## Selected extract
-----

Server Issues and Performance Upgrades

Last week, I reported a Kinopio service outage:

🚑 Kinopio service will be unstable for the next few days as we work to diagnose some really tricky race-condition bugs that are crashing the server. I'm really sorry for the issue, and I'll write up a full retrospective of this issue in the next bulletin or blog post

Three days later, the problems were fixed, and since then Lucas and I overhauled the server and database to make them substantially faster and more reliable.

For example, downloading a space used to take ~5s, and now takes ~100ms. And issues with cards and connections not correctly saving their positions were fixed, so no more errant connection lines.

More Details

This whole affair was a big learning experience for me, especially in the low level details of how databases work. Including some painful lessons about the dangers of relying on Sequelize's automatic sync.

While I worked with Lucas to understand the problem, I captured all my notes in this space. But basically, two totally separate bugs worked together to take down the server:

1. A Client Sync Bug

In some conditions, the client app would send update operations in the wrong order (e.g. trying to create a connection, before the connectionType it belongs to being created), causing the database to throw errors.

These thrown errors weren't being properly catched and would crash the server. When the client found out that it's operation request failed, it would retry it, again causing the server to throw the same error and crash repeatedly.

The solution was to overhaul the logging and error handling systems.

2. And a Database Sync Bug

In prior jobs, I've had to use things like Rails' Active Record Migrations anytime I needed to make any change to the database. It was a manual and laborious process. So when I learned that Sequelize could automatically sync the state of the database to reflect it's model files it felt like a magical slam dunk. And it was, until now.

For better and worse, there is nothing magic about databases. Turns out that whenever Sequelize was doing those automatic syncs on boot it was adding new table indexes each time. When the server started crashing and restarting, more and more of these indexes kept getting generated. Eventually reading and writing to the database became so slow that Heroku would restart the app thinking it had crashed... which of course caused even more indexes to be created, until the app could no longer even start under it's accrued weight.

The solution was to clean out all those garbage indexes, and build the infrastructure to use safer but slower manual migrations for db updates going forward.

The lessons I learned from this week won't soon be forgotten. We're monitoring the server and aggressively scrubbing out bits of gunk and cobwebs to prevent something like this from happening again.

But also, it feels good to know that everything in the machine is humming along nicely now, and that my server debugging skills have really levelled up.

-----

## Check your understanding
A – In the Kinopio outage post, how long does downloading a space take now, and how long did it take before?
B – Using the Kinopio outage post, explain why the database tables kept gaining more and more indexes.
The data is separate material with no connection to the Kinopio outage post.

## Data section
-----

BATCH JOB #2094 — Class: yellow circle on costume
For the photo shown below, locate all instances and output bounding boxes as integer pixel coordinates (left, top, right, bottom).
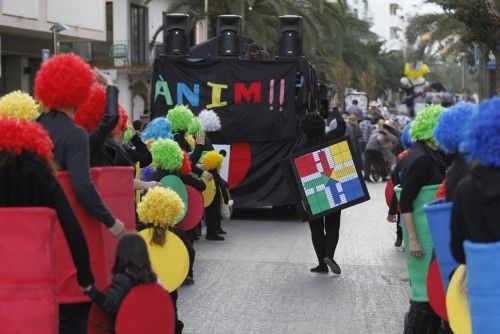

-----

## Results of the exercise
A – About 100 ms now, down from about 5 seconds.

B – Sequelize's automatic sync added new table indexes each time the server booted, so every crash-and-restart created more of them. The extra indexes made database reads and writes so slow that Heroku restarted the app as if it had crashed. Those restarts added still more indexes until the app could no longer start.